(Records from a data source)
---+---
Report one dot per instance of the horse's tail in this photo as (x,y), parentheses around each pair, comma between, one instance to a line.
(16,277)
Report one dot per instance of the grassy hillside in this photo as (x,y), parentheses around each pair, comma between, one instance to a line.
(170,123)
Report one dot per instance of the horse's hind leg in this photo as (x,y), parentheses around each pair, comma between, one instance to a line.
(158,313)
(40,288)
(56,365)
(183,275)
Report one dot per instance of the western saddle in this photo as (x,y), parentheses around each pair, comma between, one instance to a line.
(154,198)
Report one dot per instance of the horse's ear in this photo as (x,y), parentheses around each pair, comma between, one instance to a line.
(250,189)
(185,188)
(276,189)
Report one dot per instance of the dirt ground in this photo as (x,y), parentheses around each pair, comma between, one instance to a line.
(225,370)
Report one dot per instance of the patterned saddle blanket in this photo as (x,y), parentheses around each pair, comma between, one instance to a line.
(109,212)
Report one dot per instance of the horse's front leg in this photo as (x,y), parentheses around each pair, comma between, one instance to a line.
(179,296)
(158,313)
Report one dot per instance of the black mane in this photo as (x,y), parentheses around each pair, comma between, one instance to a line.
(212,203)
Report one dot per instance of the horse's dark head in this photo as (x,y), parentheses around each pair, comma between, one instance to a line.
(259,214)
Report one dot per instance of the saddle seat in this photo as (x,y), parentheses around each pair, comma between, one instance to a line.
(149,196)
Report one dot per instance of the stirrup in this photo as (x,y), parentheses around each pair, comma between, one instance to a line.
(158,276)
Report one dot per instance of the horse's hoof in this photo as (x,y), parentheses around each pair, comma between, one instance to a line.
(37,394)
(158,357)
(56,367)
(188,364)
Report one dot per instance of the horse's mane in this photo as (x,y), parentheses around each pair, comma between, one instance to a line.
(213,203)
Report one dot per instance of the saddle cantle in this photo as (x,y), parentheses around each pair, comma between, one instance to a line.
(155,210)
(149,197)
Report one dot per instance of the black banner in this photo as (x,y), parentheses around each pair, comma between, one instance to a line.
---+---
◆ **SHORT EXERCISE**
Copy exactly the lines from the one containing "Report one dot per instance of the horse's dark" through the last line of the records, both included, and nothing else.

◆ **PROBLEM SOLUTION**
Report one dot per instance of the horse's dark head in this photo as (x,y), parentheses around each pair, comma between, one instance to a line.
(259,214)
Report one dot per instance of the saddle seat in this photo as (x,y), parentheses around each pair, comma between, one instance to a line.
(149,196)
Report one dot per instance of the stirrup in this photo as (x,y), parentheses around each pair, comma between, one instance to a line.
(158,276)
Report one dot per instance of the horse's hoof in this photo as (x,y), parentheses around each pair, comma between, one instance to a line.
(37,394)
(158,357)
(56,367)
(188,364)
Report one dot per instance of the horse's mane in this photo as (x,y), parentheses around each pair, comma between, one instance to a line.
(213,203)
Report one dot per instance of the saddle cantle in this photo as (x,y), parentheses around each pair, comma between, one instance to a line.
(155,210)
(149,197)
Report one dot per instance of the black banner in this photo as (x,y), parentheses around each pair, comma between, one instance to a line.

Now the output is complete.